Recast every line of the records below as a numbered list, omitting blank lines. Leave the pictures out of your answer.

### The input:
———

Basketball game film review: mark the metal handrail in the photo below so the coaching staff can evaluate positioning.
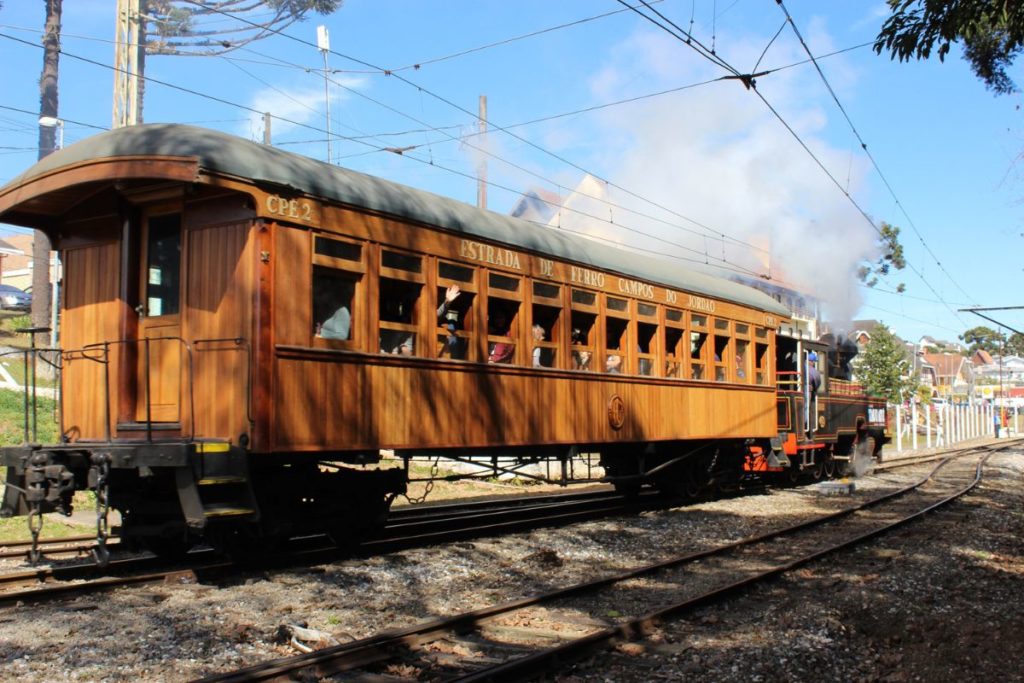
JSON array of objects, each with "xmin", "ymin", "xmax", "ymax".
[
  {"xmin": 0, "ymin": 346, "xmax": 62, "ymax": 443},
  {"xmin": 193, "ymin": 337, "xmax": 256, "ymax": 428}
]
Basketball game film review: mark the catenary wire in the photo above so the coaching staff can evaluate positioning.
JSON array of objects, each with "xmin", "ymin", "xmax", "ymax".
[
  {"xmin": 775, "ymin": 0, "xmax": 973, "ymax": 307},
  {"xmin": 0, "ymin": 33, "xmax": 759, "ymax": 275}
]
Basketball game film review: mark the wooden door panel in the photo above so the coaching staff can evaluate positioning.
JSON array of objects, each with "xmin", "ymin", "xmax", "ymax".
[{"xmin": 135, "ymin": 316, "xmax": 182, "ymax": 422}]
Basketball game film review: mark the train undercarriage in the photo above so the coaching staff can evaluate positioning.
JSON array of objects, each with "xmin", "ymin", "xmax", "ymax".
[{"xmin": 0, "ymin": 430, "xmax": 881, "ymax": 561}]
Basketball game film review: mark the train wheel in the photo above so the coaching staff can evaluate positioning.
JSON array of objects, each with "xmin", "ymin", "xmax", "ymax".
[
  {"xmin": 848, "ymin": 436, "xmax": 874, "ymax": 477},
  {"xmin": 138, "ymin": 537, "xmax": 193, "ymax": 560},
  {"xmin": 683, "ymin": 467, "xmax": 707, "ymax": 498},
  {"xmin": 821, "ymin": 454, "xmax": 836, "ymax": 479},
  {"xmin": 612, "ymin": 481, "xmax": 640, "ymax": 498},
  {"xmin": 810, "ymin": 453, "xmax": 825, "ymax": 481}
]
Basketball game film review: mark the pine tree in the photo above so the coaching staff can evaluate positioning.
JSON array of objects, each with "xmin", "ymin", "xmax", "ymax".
[{"xmin": 855, "ymin": 325, "xmax": 920, "ymax": 403}]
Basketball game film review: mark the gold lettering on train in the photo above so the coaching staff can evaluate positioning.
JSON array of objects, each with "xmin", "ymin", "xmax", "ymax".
[
  {"xmin": 618, "ymin": 278, "xmax": 654, "ymax": 299},
  {"xmin": 686, "ymin": 294, "xmax": 715, "ymax": 313},
  {"xmin": 265, "ymin": 195, "xmax": 313, "ymax": 221},
  {"xmin": 459, "ymin": 240, "xmax": 522, "ymax": 270},
  {"xmin": 570, "ymin": 265, "xmax": 604, "ymax": 288}
]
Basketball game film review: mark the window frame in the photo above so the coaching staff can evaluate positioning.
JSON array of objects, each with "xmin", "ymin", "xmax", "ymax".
[
  {"xmin": 375, "ymin": 245, "xmax": 423, "ymax": 357},
  {"xmin": 309, "ymin": 235, "xmax": 372, "ymax": 351}
]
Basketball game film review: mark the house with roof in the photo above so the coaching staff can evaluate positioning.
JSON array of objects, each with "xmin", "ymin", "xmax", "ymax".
[
  {"xmin": 923, "ymin": 353, "xmax": 975, "ymax": 397},
  {"xmin": 0, "ymin": 232, "xmax": 34, "ymax": 290},
  {"xmin": 0, "ymin": 234, "xmax": 24, "ymax": 287}
]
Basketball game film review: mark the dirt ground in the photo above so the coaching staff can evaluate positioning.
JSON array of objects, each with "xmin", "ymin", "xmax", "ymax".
[
  {"xmin": 559, "ymin": 451, "xmax": 1024, "ymax": 683},
  {"xmin": 0, "ymin": 450, "xmax": 1024, "ymax": 683}
]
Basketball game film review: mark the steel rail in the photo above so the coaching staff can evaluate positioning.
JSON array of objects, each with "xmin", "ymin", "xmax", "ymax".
[
  {"xmin": 450, "ymin": 446, "xmax": 1009, "ymax": 683},
  {"xmin": 195, "ymin": 445, "xmax": 1010, "ymax": 683}
]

———

### Exercise output:
1. Basketball game film review: mark the metal handrail in the photo below so the coaching staff can evaluate positioning.
2. JSON array of objects, each with "xmin", "ymin", "xmax", "ymax".
3. [
4.   {"xmin": 0, "ymin": 346, "xmax": 62, "ymax": 443},
5.   {"xmin": 193, "ymin": 337, "xmax": 256, "ymax": 428}
6. ]
7. Basketball game film review: mark the catenary wire in the photo above so the coaching staff can evaluate positioning.
8. JSON array of objects, each with "xmin", "ymin", "xmax", "ymax".
9. [
10.   {"xmin": 775, "ymin": 0, "xmax": 973, "ymax": 307},
11.   {"xmin": 0, "ymin": 33, "xmax": 759, "ymax": 275}
12. ]
13. Basketball game film review: mark the wooden door panel in the photo above so the coaching staff can evaluate positioning.
14. JSON array of objects, each with "xmin", "ymin", "xmax", "ymax".
15. [{"xmin": 135, "ymin": 316, "xmax": 182, "ymax": 422}]
16. Basketball game film review: mark the train undercarriage in the photo above so the coaching staff can evaluate positioning.
17. JSON array of objects, each with "xmin", "ymin", "xmax", "ymax".
18. [{"xmin": 0, "ymin": 430, "xmax": 881, "ymax": 561}]
19. Basketball game film review: mark the train wheel in the photo above so the coaching staff can evaluate positioning.
20. JSON array of objects, each with "xmin", "ymin", "xmax", "ymax".
21. [
22.   {"xmin": 848, "ymin": 436, "xmax": 874, "ymax": 477},
23.   {"xmin": 138, "ymin": 537, "xmax": 193, "ymax": 560},
24.   {"xmin": 683, "ymin": 467, "xmax": 707, "ymax": 498},
25.   {"xmin": 821, "ymin": 454, "xmax": 836, "ymax": 479},
26.   {"xmin": 612, "ymin": 481, "xmax": 640, "ymax": 498},
27.   {"xmin": 810, "ymin": 453, "xmax": 825, "ymax": 481}
28. ]
29. Basketball game film review: mark the pine tree in the photo above so the coaching staff can evaluate positioning.
30. JSON array of objects, each with "xmin", "ymin", "xmax", "ymax".
31. [{"xmin": 855, "ymin": 325, "xmax": 920, "ymax": 403}]
32. Basketball game film review: mark the gold lettering on train in the photo above so the coaching staff can evaluate positioning.
33. JSON array of objects, each with "xmin", "ymin", "xmax", "ymax".
34. [
35.   {"xmin": 618, "ymin": 278, "xmax": 654, "ymax": 299},
36.   {"xmin": 686, "ymin": 294, "xmax": 715, "ymax": 313},
37.   {"xmin": 265, "ymin": 195, "xmax": 313, "ymax": 221},
38.   {"xmin": 459, "ymin": 240, "xmax": 522, "ymax": 270},
39.   {"xmin": 570, "ymin": 265, "xmax": 604, "ymax": 288}
40. ]
41. Basketball game film review: mark the window frame in the photo above so the coaching staff can evaluate positioning.
42. JSON array of objects, each with "xmin", "ymin", "xmax", "ymax".
43. [
44.   {"xmin": 375, "ymin": 245, "xmax": 423, "ymax": 357},
45.   {"xmin": 309, "ymin": 235, "xmax": 372, "ymax": 351}
46. ]
47. Basketball game film review: mark the house with roof in the photo above so the coaching staff can evaluate positioning.
48. JSON array of objects, each with "xmin", "ymin", "xmax", "ymax".
49. [
50.   {"xmin": 923, "ymin": 353, "xmax": 975, "ymax": 397},
51.   {"xmin": 0, "ymin": 232, "xmax": 34, "ymax": 290},
52.   {"xmin": 0, "ymin": 234, "xmax": 24, "ymax": 287}
53. ]
54. Basketball game film review: mark the dirt ground in the photo above so the coaching staff can evaluate positioning.
55. JSON array of objects, each with "xmin", "ymin", "xmax", "ymax".
56. [
57.   {"xmin": 559, "ymin": 451, "xmax": 1024, "ymax": 683},
58.   {"xmin": 0, "ymin": 450, "xmax": 1024, "ymax": 683}
59. ]
60. Basketball game film review: mark the steel rail in the photo above so the coaching staff can evaluate positioning.
61. JSON array of objects, each with "xmin", "ymin", "xmax", "ymax".
62. [
63.   {"xmin": 450, "ymin": 446, "xmax": 1009, "ymax": 683},
64.   {"xmin": 195, "ymin": 445, "xmax": 1010, "ymax": 683}
65. ]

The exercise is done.